▸ Material shown
————————

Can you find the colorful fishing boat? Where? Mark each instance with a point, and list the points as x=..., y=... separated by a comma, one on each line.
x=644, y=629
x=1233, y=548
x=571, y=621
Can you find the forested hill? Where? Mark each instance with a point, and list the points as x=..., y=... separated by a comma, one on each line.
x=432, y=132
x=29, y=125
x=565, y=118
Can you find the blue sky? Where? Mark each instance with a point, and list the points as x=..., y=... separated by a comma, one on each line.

————————

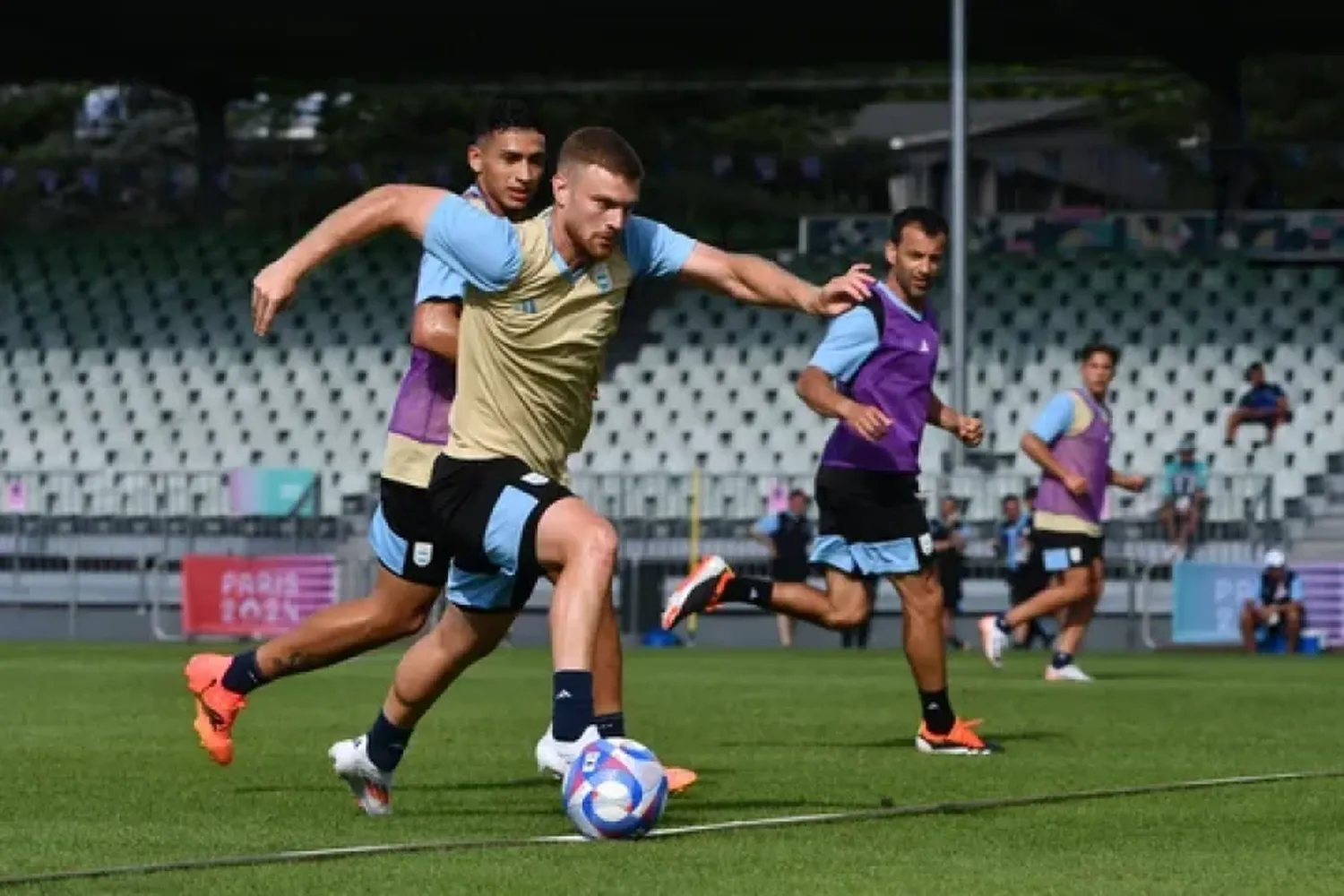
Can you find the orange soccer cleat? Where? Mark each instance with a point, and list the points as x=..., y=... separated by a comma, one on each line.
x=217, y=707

————————

▸ Work request
The reply should consist solely of the lines above from the one that has "Can you find the forested" through the one that has "Can you find the blue", reproduced exactly.

▸ Your solution
Can you find the forested hill? Where? Mark each instance with a point, and list the points as x=..., y=... separated by a comma, one on each line.
x=432, y=132
x=29, y=125
x=565, y=118
Can you find the blue sky? Where? Mark each instance with a point, and list the points as x=..., y=... separated by a comma, one on each line.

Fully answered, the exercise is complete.